Stored data entries:
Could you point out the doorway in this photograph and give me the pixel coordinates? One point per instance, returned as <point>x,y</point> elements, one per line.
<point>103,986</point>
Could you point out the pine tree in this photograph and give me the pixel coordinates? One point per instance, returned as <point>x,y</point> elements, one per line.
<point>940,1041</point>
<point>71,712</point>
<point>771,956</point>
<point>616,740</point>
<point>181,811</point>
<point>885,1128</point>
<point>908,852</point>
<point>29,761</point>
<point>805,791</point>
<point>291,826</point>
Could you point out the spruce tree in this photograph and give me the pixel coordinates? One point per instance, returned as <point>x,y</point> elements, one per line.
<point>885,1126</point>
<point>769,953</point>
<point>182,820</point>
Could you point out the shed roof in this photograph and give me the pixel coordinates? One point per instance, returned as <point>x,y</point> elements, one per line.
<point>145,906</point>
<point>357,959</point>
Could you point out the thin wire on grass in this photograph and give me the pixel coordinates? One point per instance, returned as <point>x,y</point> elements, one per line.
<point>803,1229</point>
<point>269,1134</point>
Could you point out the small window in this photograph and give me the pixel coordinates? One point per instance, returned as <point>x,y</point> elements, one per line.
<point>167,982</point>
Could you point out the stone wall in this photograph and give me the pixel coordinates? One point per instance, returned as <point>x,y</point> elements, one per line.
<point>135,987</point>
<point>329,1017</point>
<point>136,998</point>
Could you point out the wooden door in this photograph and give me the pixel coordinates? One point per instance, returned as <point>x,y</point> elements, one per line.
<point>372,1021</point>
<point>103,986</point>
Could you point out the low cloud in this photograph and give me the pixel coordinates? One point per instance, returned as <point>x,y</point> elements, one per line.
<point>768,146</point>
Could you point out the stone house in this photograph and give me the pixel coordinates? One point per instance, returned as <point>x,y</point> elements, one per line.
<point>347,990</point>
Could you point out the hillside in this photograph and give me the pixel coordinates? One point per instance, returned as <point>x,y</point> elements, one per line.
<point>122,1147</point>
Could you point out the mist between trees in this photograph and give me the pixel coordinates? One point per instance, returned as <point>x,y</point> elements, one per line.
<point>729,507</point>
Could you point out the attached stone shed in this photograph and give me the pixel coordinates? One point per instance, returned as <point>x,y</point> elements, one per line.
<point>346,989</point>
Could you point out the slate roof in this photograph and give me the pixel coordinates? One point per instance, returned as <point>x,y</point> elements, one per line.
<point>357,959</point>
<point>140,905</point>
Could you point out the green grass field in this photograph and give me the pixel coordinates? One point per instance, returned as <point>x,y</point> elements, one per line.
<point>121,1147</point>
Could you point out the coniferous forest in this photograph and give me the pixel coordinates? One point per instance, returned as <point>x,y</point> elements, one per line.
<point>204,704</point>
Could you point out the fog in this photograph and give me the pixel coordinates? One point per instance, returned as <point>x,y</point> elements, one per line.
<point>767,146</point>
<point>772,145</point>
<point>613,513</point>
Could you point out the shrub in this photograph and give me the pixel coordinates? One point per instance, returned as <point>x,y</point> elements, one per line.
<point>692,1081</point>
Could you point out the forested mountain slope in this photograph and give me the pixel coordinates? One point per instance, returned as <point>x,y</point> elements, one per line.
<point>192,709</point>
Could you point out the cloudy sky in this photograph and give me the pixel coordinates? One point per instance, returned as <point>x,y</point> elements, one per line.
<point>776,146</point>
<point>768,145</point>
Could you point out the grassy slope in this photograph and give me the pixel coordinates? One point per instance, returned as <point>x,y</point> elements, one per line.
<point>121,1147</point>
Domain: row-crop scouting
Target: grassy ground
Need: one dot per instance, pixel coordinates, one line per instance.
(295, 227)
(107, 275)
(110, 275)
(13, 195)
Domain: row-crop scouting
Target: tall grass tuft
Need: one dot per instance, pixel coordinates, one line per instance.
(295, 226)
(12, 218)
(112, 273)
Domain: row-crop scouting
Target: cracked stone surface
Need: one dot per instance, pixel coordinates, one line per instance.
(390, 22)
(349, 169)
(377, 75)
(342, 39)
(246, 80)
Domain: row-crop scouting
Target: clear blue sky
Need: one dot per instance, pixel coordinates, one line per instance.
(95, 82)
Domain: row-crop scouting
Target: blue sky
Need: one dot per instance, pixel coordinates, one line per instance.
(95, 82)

▶ **TO DO**:
Find the line that contains "Target: clear blue sky" in the data above. Reproduce it and every later line exactly, through the last one.

▶ **FINISHED TASK**:
Target: clear blue sky
Need: one dot per instance, pixel coordinates, one line per instance.
(95, 82)
Domain: row-crop scouting
Target: blue sky
Need: one dot per instance, pixel coordinates, one line per instance.
(95, 82)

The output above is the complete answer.